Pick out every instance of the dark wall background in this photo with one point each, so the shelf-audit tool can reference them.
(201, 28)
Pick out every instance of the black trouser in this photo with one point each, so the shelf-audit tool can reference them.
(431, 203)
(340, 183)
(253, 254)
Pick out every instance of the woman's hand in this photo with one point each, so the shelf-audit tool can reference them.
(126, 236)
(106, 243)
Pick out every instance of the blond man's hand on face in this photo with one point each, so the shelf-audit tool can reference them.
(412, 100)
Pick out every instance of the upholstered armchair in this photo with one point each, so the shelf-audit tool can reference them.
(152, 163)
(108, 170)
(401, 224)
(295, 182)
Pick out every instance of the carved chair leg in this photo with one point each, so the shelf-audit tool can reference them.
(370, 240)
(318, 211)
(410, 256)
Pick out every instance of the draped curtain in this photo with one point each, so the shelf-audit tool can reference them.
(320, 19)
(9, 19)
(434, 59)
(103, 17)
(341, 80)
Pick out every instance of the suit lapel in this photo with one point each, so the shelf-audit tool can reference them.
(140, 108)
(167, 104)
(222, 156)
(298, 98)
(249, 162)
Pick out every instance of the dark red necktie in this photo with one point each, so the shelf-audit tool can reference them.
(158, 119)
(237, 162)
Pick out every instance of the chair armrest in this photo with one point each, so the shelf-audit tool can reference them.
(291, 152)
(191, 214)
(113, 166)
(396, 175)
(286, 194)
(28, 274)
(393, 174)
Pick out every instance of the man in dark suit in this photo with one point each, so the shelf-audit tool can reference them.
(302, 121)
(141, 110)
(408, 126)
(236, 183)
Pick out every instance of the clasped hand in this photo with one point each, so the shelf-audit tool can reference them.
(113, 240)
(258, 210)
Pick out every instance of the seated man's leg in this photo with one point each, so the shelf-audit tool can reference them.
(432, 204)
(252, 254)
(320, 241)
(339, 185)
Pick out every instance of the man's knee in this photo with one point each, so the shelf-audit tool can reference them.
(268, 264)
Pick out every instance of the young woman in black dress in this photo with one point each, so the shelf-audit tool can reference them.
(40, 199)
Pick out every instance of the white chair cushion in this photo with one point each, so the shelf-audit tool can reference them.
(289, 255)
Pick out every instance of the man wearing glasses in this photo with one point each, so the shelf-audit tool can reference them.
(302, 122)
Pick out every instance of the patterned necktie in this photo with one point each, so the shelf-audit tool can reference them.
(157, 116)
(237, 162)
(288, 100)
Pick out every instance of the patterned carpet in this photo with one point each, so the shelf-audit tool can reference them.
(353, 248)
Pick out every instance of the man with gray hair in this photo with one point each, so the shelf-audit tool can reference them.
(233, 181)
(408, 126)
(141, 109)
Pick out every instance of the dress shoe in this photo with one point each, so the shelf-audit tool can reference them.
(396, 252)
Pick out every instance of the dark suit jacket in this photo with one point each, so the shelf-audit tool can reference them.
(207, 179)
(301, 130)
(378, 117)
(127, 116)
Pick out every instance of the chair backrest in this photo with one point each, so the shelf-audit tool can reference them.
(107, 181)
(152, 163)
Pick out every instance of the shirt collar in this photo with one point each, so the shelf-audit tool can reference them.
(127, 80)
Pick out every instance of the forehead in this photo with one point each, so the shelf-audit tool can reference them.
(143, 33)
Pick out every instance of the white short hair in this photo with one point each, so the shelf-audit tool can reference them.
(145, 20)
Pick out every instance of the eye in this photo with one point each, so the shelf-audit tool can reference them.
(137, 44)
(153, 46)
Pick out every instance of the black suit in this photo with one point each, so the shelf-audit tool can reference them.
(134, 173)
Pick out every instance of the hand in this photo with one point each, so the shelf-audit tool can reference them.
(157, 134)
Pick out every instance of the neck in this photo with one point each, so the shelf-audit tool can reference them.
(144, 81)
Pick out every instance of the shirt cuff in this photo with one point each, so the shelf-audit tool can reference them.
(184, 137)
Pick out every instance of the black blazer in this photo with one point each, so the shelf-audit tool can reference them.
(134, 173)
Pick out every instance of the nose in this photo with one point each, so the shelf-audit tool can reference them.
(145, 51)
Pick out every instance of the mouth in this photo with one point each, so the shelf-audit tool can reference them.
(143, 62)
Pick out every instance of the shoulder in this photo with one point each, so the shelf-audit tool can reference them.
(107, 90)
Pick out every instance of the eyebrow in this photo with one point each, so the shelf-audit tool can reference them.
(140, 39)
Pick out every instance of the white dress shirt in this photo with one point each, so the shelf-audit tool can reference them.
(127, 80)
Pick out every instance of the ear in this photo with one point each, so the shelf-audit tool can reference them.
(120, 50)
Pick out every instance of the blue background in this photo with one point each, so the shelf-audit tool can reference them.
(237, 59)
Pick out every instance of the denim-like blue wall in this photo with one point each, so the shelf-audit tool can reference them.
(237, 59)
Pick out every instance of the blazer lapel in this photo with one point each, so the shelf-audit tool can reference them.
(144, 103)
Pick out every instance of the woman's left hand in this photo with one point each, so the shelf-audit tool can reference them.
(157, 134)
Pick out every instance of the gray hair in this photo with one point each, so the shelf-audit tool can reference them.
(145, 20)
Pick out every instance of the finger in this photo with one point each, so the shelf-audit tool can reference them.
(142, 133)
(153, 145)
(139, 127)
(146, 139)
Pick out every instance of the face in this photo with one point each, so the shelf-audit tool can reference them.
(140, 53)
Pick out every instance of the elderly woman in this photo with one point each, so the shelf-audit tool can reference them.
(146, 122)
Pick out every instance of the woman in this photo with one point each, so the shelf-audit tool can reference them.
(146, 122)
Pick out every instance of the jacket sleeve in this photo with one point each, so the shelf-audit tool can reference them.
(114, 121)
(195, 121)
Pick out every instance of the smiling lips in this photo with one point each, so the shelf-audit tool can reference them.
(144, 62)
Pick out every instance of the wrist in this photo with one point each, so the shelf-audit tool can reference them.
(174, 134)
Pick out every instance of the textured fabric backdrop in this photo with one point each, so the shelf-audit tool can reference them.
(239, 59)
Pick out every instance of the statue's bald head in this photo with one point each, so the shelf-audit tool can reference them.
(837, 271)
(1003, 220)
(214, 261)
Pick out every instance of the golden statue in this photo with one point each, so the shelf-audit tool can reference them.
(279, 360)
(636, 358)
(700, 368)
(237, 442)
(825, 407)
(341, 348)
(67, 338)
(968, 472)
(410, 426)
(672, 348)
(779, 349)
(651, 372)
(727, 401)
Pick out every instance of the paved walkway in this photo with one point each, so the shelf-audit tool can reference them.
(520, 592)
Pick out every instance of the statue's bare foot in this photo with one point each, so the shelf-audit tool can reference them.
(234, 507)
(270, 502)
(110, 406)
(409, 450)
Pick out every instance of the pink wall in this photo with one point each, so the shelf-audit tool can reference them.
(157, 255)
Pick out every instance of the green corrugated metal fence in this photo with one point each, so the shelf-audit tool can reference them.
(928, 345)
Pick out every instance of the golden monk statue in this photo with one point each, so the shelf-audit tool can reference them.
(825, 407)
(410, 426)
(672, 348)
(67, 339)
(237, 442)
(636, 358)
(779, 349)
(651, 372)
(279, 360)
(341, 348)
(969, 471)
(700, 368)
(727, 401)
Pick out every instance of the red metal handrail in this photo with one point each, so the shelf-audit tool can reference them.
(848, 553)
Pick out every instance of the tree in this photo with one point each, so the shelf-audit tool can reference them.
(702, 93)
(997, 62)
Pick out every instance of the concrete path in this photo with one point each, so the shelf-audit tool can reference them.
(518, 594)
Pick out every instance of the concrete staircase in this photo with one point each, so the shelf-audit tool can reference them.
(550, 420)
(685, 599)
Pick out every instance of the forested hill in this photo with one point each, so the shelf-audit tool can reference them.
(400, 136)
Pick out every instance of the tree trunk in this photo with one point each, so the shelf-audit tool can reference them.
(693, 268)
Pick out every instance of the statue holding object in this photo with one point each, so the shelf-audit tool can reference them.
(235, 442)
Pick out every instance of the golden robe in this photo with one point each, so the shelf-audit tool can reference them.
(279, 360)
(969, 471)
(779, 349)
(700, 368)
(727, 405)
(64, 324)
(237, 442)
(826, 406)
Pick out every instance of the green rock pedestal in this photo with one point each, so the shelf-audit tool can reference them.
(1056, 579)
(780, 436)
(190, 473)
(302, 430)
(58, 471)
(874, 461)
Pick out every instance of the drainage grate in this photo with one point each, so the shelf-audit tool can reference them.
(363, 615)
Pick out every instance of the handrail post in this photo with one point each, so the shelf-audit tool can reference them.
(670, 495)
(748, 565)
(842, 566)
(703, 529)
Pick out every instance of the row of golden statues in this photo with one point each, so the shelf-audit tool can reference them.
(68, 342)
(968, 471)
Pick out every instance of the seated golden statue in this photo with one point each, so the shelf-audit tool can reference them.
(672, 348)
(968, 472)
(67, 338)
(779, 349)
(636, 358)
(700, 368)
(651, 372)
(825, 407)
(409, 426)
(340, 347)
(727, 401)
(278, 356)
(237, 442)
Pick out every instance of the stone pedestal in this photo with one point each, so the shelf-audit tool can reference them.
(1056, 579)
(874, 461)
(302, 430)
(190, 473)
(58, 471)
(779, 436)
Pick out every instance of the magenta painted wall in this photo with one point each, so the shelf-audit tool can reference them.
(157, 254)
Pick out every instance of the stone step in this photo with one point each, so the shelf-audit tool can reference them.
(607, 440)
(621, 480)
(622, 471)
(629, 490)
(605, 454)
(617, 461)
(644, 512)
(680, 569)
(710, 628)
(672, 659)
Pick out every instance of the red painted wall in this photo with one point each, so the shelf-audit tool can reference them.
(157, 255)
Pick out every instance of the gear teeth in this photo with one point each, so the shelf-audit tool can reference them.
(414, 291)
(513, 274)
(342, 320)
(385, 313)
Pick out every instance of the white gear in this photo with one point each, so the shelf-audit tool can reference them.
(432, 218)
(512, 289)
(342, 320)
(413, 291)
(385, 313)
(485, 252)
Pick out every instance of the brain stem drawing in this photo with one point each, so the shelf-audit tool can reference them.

- Task statement: Return exactly the lines from the one containing "Pick out every instance of the stone step" to the last line of the data, and nothing more.

- Solution:
Pick out every instance of the stone step in this photo with one point each, so the shelf-audit tool can reference them.
(607, 440)
(621, 480)
(622, 471)
(629, 490)
(605, 454)
(617, 461)
(644, 512)
(680, 569)
(710, 628)
(672, 659)
Pick out every instance of the red painted wall in this photo with one point each, so the shelf-audit tool can reference them.
(157, 255)
Pick out every instance of the gear teeth in this photo with one point each, so the shelf-audit tool can reference them.
(414, 291)
(513, 274)
(342, 320)
(385, 313)
Pick out every instance of the white gear in this photo with one point each, so the shelf-audit tool can reference them.
(432, 218)
(512, 289)
(342, 320)
(413, 291)
(385, 313)
(485, 252)
Pick out every instance of the brain stem drawing in this photo with one point each, so the shelf-audit tool can reference them.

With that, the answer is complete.